▶ _PASSAGE GIVEN_:
(begin)

On Sun, Mar 17, 2013 at 11:30 PM, Troy Benjegerdes <[email protected]> wrote:

> > The bit bucket has been done a lot.  Not sure about the other one.  But
> > some ISAs have NOT instructions to compensate.  We could always just do
> > this:
> > R1=SUBI(R0,1)
>
> Okay, more than one bitbucket seems silly. But Yann must have had a reason
> for mentioning more than one register.
>
> >
> > >
> > > Now, for one additional thought: What if we allow a special case for
> some
> > > registers where we actually do the write-back, but turn off the
> > > hazard/stall
> > > logic?
> > >
> >
> > Not very useful with multithreading.  Having more threads than pipeline
> > stages obviates this problem.
>
> I'm not completely convinced of this. Suppose thread 1 is stalled on a
> memory read, but thread 2 can dump the result required into Rs1 (it should
> probably be called something slightly different than a regular register),
>

Keep in mind that different threads don't share logical register files.
 How do you propose that we make one thread access another's RF?  And how
is that different from accessing a shared scratch memory?  And you still
have the problem of the relative timing of the threads not being
predictable under some circumstances.  What if the producer ends up running
later than the consumers?

It's true that memory stalls can be very lengthy.  But we can't count on
that.  GPUs have cache hierarchies.

(end)

▶ _YOUR TASK_: Edit the mailing-list message, starting with "Keep in mind" and going on through "than the consumers?", and put "writer" wherever "producer" appears.

Excerpts from a point labeling dataset:
(begin)

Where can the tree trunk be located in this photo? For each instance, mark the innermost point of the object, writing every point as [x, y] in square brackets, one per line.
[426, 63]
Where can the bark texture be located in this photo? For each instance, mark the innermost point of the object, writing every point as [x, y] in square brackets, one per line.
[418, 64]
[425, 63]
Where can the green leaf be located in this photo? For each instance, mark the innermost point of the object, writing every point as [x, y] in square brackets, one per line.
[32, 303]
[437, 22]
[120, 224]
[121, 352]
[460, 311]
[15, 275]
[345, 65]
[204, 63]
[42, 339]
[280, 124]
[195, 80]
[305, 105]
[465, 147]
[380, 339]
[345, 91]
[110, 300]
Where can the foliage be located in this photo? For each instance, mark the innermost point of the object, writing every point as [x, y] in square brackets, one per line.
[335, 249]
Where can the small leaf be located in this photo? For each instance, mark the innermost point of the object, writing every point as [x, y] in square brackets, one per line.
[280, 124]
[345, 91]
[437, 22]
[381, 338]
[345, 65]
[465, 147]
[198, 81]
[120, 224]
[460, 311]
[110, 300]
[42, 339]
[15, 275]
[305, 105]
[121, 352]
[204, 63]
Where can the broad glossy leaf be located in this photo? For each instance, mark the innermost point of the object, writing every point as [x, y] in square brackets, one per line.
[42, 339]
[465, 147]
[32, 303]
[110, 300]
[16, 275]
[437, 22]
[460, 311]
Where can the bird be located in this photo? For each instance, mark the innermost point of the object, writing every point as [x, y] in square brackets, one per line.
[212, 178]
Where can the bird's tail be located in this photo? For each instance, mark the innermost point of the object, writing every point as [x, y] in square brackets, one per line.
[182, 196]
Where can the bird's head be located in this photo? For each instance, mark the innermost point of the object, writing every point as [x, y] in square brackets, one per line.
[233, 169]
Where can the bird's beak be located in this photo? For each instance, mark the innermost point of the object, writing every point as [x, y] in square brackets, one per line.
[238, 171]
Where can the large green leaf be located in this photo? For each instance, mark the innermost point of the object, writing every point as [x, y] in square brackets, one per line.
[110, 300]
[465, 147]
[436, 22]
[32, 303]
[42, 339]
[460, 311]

(end)

▶ _COMPLETE OUTPUT_:
Keep in mind that different threads don't share logical register files.
 How do you propose that we make one thread access another's RF?  And how
is that different from accessing a shared scratch memory?  And you still
have the problem of the relative timing of the threads not being
predictable under some circumstances.  What if the writer ends up running
later than the consumers?